(The data)

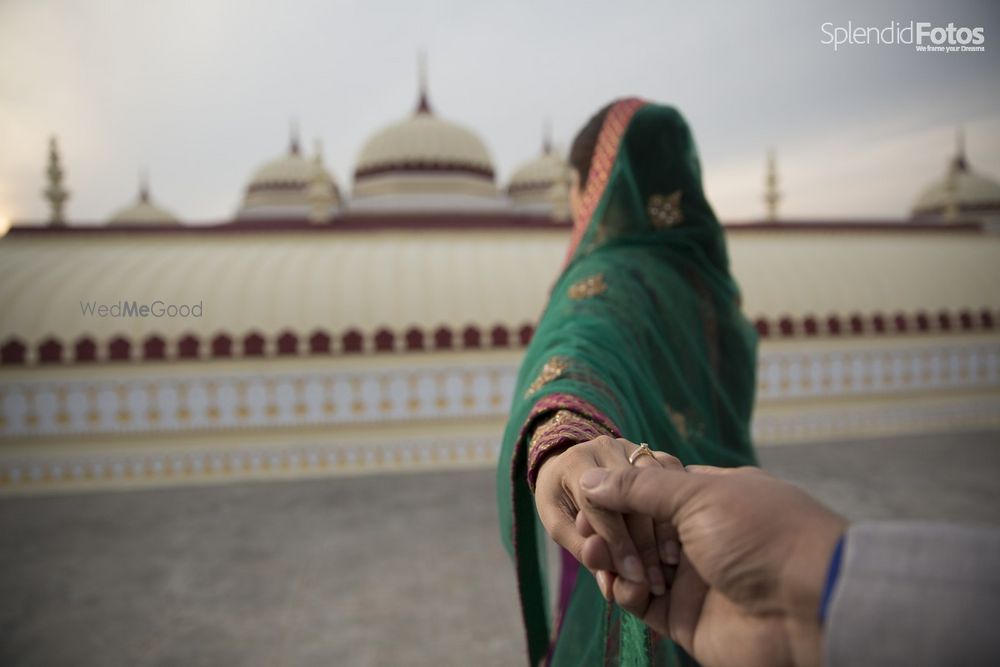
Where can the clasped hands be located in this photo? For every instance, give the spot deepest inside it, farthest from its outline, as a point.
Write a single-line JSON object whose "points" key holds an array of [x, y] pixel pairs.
{"points": [[729, 563]]}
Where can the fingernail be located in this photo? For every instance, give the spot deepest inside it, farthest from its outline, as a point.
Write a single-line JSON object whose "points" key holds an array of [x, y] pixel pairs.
{"points": [[656, 581], [670, 552], [593, 477], [632, 570], [602, 583]]}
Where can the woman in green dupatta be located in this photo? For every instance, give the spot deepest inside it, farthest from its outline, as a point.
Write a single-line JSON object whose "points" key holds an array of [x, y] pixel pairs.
{"points": [[642, 340]]}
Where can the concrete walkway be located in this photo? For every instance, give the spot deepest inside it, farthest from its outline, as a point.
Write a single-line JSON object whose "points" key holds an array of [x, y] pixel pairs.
{"points": [[392, 570]]}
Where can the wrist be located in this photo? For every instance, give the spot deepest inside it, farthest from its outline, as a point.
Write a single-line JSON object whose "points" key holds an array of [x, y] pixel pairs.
{"points": [[804, 577]]}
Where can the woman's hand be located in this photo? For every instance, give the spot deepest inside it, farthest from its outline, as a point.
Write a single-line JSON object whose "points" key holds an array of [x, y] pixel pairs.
{"points": [[637, 548], [755, 554]]}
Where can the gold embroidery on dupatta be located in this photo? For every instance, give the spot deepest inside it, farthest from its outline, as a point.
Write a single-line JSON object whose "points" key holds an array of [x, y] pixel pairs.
{"points": [[561, 417], [553, 368], [665, 210], [588, 287]]}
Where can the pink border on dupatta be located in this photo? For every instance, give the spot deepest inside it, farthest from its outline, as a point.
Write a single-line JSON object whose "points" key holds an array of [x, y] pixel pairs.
{"points": [[605, 154]]}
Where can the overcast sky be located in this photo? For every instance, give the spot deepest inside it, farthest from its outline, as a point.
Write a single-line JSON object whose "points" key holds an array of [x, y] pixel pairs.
{"points": [[201, 92]]}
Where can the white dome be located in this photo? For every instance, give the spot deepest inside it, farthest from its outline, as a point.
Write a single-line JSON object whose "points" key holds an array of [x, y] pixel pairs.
{"points": [[962, 193], [541, 185], [424, 163], [143, 212], [286, 187], [424, 140]]}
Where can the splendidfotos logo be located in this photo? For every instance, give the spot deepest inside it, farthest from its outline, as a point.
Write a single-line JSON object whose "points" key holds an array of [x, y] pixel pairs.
{"points": [[923, 36]]}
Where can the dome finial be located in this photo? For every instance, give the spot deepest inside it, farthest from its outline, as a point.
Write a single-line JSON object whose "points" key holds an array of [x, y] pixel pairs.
{"points": [[423, 102], [293, 137], [771, 194], [144, 186], [959, 163], [55, 194]]}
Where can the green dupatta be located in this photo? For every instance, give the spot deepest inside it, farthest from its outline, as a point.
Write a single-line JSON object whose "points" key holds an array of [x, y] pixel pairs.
{"points": [[644, 323]]}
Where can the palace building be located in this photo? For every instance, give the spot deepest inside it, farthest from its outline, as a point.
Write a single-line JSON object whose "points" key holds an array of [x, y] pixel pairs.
{"points": [[378, 325]]}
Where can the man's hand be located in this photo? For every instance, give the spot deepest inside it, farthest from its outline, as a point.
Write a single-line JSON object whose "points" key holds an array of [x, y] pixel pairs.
{"points": [[636, 551], [755, 551]]}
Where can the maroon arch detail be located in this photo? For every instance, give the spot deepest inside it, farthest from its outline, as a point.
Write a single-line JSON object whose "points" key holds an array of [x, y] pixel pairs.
{"points": [[986, 319], [786, 327], [414, 339], [222, 346], [50, 351], [499, 336], [85, 350], [288, 344], [319, 343], [385, 340], [119, 349], [472, 338], [154, 347], [443, 338], [353, 342], [253, 345], [188, 347]]}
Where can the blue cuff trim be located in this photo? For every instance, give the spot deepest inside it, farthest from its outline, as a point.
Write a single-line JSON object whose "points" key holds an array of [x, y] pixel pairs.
{"points": [[831, 579]]}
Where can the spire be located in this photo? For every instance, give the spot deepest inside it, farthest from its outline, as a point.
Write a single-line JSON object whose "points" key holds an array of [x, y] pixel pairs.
{"points": [[547, 137], [321, 192], [144, 186], [959, 163], [423, 101], [771, 194], [293, 137], [55, 194]]}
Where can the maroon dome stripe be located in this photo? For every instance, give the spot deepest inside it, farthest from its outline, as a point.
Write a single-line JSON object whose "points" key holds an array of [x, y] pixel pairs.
{"points": [[411, 166]]}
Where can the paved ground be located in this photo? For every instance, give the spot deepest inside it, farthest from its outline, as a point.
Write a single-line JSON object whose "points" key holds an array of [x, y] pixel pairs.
{"points": [[393, 570]]}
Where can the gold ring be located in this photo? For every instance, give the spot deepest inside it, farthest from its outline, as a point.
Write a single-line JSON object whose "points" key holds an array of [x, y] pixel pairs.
{"points": [[643, 449]]}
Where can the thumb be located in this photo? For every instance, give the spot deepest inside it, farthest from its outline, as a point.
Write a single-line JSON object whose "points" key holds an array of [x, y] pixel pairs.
{"points": [[656, 492]]}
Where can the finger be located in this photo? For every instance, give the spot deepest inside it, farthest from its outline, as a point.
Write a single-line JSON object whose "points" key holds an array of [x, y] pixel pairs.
{"points": [[611, 526], [668, 545], [659, 493], [686, 599], [595, 554], [583, 526], [605, 583], [643, 532], [557, 517], [630, 596]]}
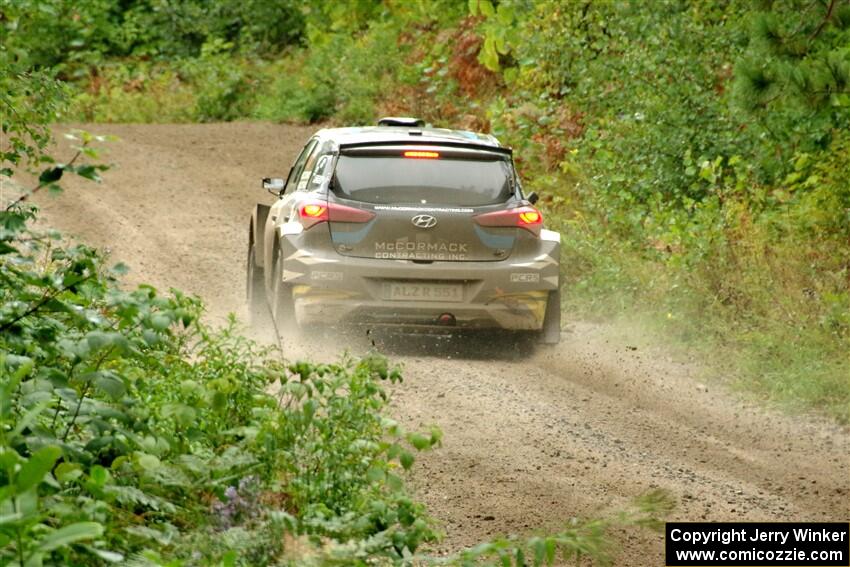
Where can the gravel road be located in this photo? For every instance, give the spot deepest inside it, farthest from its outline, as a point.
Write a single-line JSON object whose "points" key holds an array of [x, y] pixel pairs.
{"points": [[576, 430]]}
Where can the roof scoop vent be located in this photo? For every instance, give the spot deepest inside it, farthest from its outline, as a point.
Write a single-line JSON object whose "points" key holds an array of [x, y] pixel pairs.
{"points": [[404, 121]]}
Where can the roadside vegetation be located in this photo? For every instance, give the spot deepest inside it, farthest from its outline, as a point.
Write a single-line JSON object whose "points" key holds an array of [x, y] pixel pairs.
{"points": [[694, 155]]}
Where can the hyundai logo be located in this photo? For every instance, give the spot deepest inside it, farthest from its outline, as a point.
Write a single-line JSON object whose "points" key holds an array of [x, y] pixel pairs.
{"points": [[424, 221]]}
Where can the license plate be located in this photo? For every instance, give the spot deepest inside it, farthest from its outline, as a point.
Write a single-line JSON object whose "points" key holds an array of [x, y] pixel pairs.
{"points": [[423, 292]]}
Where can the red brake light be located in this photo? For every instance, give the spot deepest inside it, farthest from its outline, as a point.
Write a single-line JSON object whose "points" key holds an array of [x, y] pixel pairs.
{"points": [[313, 211], [528, 218], [311, 214], [421, 154]]}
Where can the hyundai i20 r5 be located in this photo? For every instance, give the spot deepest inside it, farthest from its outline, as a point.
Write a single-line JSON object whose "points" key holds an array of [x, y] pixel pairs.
{"points": [[407, 226]]}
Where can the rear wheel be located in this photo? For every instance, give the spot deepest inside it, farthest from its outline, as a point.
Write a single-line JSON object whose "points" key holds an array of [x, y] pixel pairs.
{"points": [[551, 332], [255, 292]]}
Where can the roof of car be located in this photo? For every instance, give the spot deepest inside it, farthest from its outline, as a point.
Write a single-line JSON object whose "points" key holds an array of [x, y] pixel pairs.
{"points": [[366, 135]]}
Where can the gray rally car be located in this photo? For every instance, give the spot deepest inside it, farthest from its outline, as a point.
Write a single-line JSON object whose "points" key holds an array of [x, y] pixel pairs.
{"points": [[406, 226]]}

(End The data)

Nothing in the records should be changed in the copy, but the pictures must be left out.

Where can the clasped hands be located in this photo? For every instance, give the spot deepest inside it, farthest from its outline, as a point.
Write a single-line JSON object whose "points" key holds an array of [x, y] pixel pairs.
{"points": [[729, 563]]}
Where can the fingernail be located in this photo? For every instance, give the spot deepest inside it, farthest from its outline, as a point.
Write a single-line JSON object whose "points" key holds an array of [x, y] pixel pairs.
{"points": [[656, 581], [670, 552], [593, 477], [632, 570], [602, 583]]}
Where can the woman in green dupatta be located in this photo? For every instance, give the spot deepest inside it, farthest from its outline, as a point.
Write a single-line JSON object whose "points" key holds an array of [x, y] pixel pairs.
{"points": [[642, 340]]}
Where can the concrete walkway be located in this photo? For every instance, give the spot deepest inside it, farthest from its outline, as a point.
Write a single-line JSON object whose "points" key holds an array of [x, y] pixel pairs.
{"points": [[392, 570]]}
Where can the wrist be located in this photo? For every instance, give the spot deepest inside it, farthest from its outline, as a point.
Write a single-line JSON object whose "points" key holds an array of [x, y] pixel pairs.
{"points": [[804, 577]]}
Where can the woman's hand be located in this photo? For every instance, give the spot deepest inside it, farthest from its outline, as a point.
Write a single-line JSON object whose "points" key holds an array of [x, y] pixel pairs.
{"points": [[637, 548], [755, 554]]}
Where can the gold embroidery on dupatta be located in this photo? For every instance, give the spot deepest inside it, farthest from its outline, as a point.
Write a single-line JSON object whose "points" key holds an array of [x, y] pixel pairs.
{"points": [[561, 417], [553, 368], [665, 210], [588, 287]]}
Where can the pink border on dupatta be located in this photo? For every instance, give the spot deepest inside it, farthest from its outline, as a point.
Write a single-line JSON object whose "points" key holds an array of [x, y] pixel pairs.
{"points": [[605, 154]]}
Where can the overcast sky be located in this photo? For every instance, give the spot deepest inside it, farthest from its outline, as a point.
Write a single-line JSON object whose "points" key holds an array of [x, y] pixel pairs.
{"points": [[201, 92]]}
Where can the white dome be located in this photo? For every instance, give the spot deepest inside it, farthest from its outline, as a point.
Write a single-line JSON object whose "points" key holds an array of [x, y] pixel pairs.
{"points": [[962, 193], [541, 185], [424, 163], [143, 212], [286, 187], [424, 140]]}
Where can the splendidfotos logo be located in this photo? For every instance, give the spot deepest inside it, farthest from its outline, as a point.
Write a single-line JSON object whose "points" key holds an array of [x, y] pixel pairs.
{"points": [[923, 36]]}
Where can the dome finial be located in this photo? For every instance, give the spot deepest inside it, farthest from its outline, as a point.
Write a single-line JSON object whose "points" key holds an array of [x, y] pixel pairs.
{"points": [[423, 102], [293, 137], [771, 194], [144, 186], [959, 163], [55, 194]]}
Where can the green dupatta be located in this photo? For every instance, give the spot deepest inside it, farthest from its outline, as a point.
Write a single-line JSON object whose "points" key holds an array of [x, y] pixel pairs.
{"points": [[644, 323]]}
Where can the palace building be located in this photo? For every instance, give the spot deepest inside it, farthest from its outline, as a point.
Write a single-line JSON object whose "points" key holds an array of [x, y] pixel pairs.
{"points": [[378, 325]]}
Where can the man's hand be located in this photo? For every instance, give the spot deepest inside it, farthest from its outline, as a point.
Write a single-line JSON object whose "points" key holds an array of [x, y] pixel pairs.
{"points": [[636, 551], [755, 551]]}
Where can the maroon arch detail be located in this photo? For every instance, give the spot deepest inside it, farthest from its outline, as a point.
Write a single-line JSON object whose "points" key holds an array of [x, y] pixel pairs.
{"points": [[986, 319], [786, 327], [414, 339], [222, 346], [50, 351], [499, 336], [85, 350], [288, 344], [319, 343], [385, 340], [119, 349], [472, 338], [154, 347], [443, 338], [353, 342], [253, 345], [188, 347]]}
Where can the blue cuff trim be located in this photo? For every instance, give the spot deepest inside it, farthest from its outline, as a point.
Write a single-line JSON object whose "points" key holds an array of [x, y] pixel pairs.
{"points": [[831, 579]]}
Where can the spire be located in this photo? For every instance, give the spot deepest inside it, farthest from its outline, as a point.
Write a single-line JSON object whose "points" key holds an array of [x, y] pixel pairs.
{"points": [[547, 137], [321, 192], [144, 186], [959, 163], [423, 101], [771, 194], [293, 137], [55, 194]]}
Where can the maroon dome stripe be located in this photo? For every instance, give the spot deepest inside it, farthest from its outline, as a point.
Write a single-line JSON object whose "points" key holds an array of [x, y] pixel pairs.
{"points": [[411, 166]]}
Where can the paved ground be located in this photo? For every instance, give the spot deepest inside it, farthest from its outline, as a point.
Write a single-line JSON object whose "points" key holds an array of [x, y] pixel pairs.
{"points": [[393, 570]]}
Where can the gold ring be located in this photo? For every instance, give the spot deepest inside it, farthest from its outline, as a point.
Write a single-line JSON object whose "points" key holds an array of [x, y] pixel pairs.
{"points": [[643, 449]]}
Where can the thumb be located in this photo? For every instance, give the spot deepest inside it, farthest from its outline, as a point.
Write a single-line JSON object whose "points" key holds an array of [x, y] pixel pairs.
{"points": [[656, 492]]}
Where can the finger be located in this photo? For every instance, give the spot deepest inside it, farthest from its outline, as a point.
Write a single-line JSON object whose "points" key holds an array of [x, y] pixel pairs.
{"points": [[611, 526], [668, 545], [659, 493], [686, 599], [595, 554], [583, 526], [605, 583], [643, 532], [557, 517], [630, 596]]}
Where can the gravel road be located in this photo? For every instance, give the spot deepest inside it, farthest from its outline, as a point.
Write a single-line JSON object whose "points" key holds an array of [x, y] pixel pairs.
{"points": [[576, 430]]}
Where can the roof scoop vent be located in this photo? For every instance, give the spot deepest inside it, farthest from its outline, as a point.
Write a single-line JSON object whose "points" key holds an array of [x, y] pixel pairs.
{"points": [[404, 121]]}
Where can the roadside vegetation be located in this photo? For every instance, give the spot deepest inside it, farthest from its outline, as a point.
Write a single-line JSON object whose "points" key holds an array of [x, y] pixel pairs.
{"points": [[694, 155]]}
Where can the hyundai logo be located in this photo? For every instance, give the spot deepest inside it, farthest from its outline, as a point.
Write a single-line JSON object whose "points" key holds an array of [x, y] pixel pairs.
{"points": [[424, 221]]}
Where can the license plate be located in this photo? For every instance, give the spot deepest inside it, farthest from its outline, as a point.
Write a single-line JSON object whose "points" key holds an array of [x, y] pixel pairs.
{"points": [[423, 292]]}
Where can the red brake light be located in this photo? For every instance, give the spot deepest inside it, farthest from its outline, as a point.
Write a single-line JSON object whose "points" key holds an array of [x, y] pixel pairs.
{"points": [[313, 211], [528, 218], [311, 214], [421, 154]]}
Where can the hyundai i20 r5 be located in this photo? For every instance, give the spot deepest inside it, farthest from its outline, as a point.
Write a single-line JSON object whose "points" key holds an array of [x, y] pixel pairs.
{"points": [[407, 226]]}
Where can the rear wheel be located in this photo? For every instance, give the spot deepest inside it, farthest from its outline, as a point.
Write a single-line JSON object whose "points" key holds an array of [x, y] pixel pairs.
{"points": [[551, 332], [255, 292]]}
Where can the roof of car be located in this photo? For every instance, give the spot deepest inside it, farthest from its outline, as a point.
Write a single-line JSON object whose "points" key holds an array of [x, y] pixel pairs.
{"points": [[366, 135]]}
Where can the gray rally car be located in this photo? For every instance, give the spot deepest inside it, farthest from its outline, as a point.
Write a single-line JSON object whose "points" key holds an array of [x, y] pixel pairs.
{"points": [[406, 226]]}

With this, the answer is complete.